Rows from a pointing dataset:
----------------------------------------

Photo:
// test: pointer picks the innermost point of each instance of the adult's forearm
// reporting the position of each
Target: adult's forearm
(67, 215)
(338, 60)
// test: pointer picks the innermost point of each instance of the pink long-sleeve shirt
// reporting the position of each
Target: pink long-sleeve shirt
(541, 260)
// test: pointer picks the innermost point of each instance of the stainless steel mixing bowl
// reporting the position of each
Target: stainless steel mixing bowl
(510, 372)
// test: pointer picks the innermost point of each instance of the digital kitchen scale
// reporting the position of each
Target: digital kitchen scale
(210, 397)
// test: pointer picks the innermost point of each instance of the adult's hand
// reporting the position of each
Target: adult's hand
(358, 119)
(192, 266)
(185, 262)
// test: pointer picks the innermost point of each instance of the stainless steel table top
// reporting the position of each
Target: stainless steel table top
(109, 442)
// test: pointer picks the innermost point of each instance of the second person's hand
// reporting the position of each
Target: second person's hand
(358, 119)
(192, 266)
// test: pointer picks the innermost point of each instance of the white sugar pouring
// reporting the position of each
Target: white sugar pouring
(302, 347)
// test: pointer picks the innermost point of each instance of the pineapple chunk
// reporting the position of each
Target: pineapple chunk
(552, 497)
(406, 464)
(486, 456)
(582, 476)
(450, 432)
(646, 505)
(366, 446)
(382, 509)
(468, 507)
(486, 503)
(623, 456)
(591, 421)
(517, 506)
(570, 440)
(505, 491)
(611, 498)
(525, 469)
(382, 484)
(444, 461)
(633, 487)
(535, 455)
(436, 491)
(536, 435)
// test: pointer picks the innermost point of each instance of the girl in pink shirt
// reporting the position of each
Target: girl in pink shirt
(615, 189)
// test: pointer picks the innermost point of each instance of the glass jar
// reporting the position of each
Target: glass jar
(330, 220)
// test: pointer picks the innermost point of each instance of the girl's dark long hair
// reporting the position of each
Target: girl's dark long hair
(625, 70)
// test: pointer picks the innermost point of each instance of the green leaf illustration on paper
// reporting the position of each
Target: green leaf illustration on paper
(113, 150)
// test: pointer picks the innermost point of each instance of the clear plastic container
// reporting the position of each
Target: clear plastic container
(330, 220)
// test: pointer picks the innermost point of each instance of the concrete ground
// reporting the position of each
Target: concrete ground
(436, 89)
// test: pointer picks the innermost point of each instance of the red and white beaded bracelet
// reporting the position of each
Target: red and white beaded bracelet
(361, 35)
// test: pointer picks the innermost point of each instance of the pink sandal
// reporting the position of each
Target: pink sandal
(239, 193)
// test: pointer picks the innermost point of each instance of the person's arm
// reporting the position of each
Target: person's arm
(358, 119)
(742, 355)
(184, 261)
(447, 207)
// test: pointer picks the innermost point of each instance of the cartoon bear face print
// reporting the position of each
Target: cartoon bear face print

----------------------------------------

▶ _CHALLENGE_: Copy the material word for word from the line containing "the red and white beaded bracelet" through the end of the material.

▶ _COMPLETE RESPONSE_:
// test: pointer picks the innermost point of each instance of the red and white beaded bracelet
// reporting the position of each
Target: red and white beaded bracelet
(361, 35)
// test: pointer picks the innermost point of each instance of the pink sandal
// reporting the position of each
Target: pink sandal
(239, 193)
// test: pointer picks the innermost point of each instance of the person's arm
// reporting the position of each
Target: person's arm
(358, 119)
(742, 355)
(184, 261)
(447, 207)
// test: pointer picks the innermost point of each instance of the cartoon bear face print
// reporting the position of each
Target: cartoon bear face print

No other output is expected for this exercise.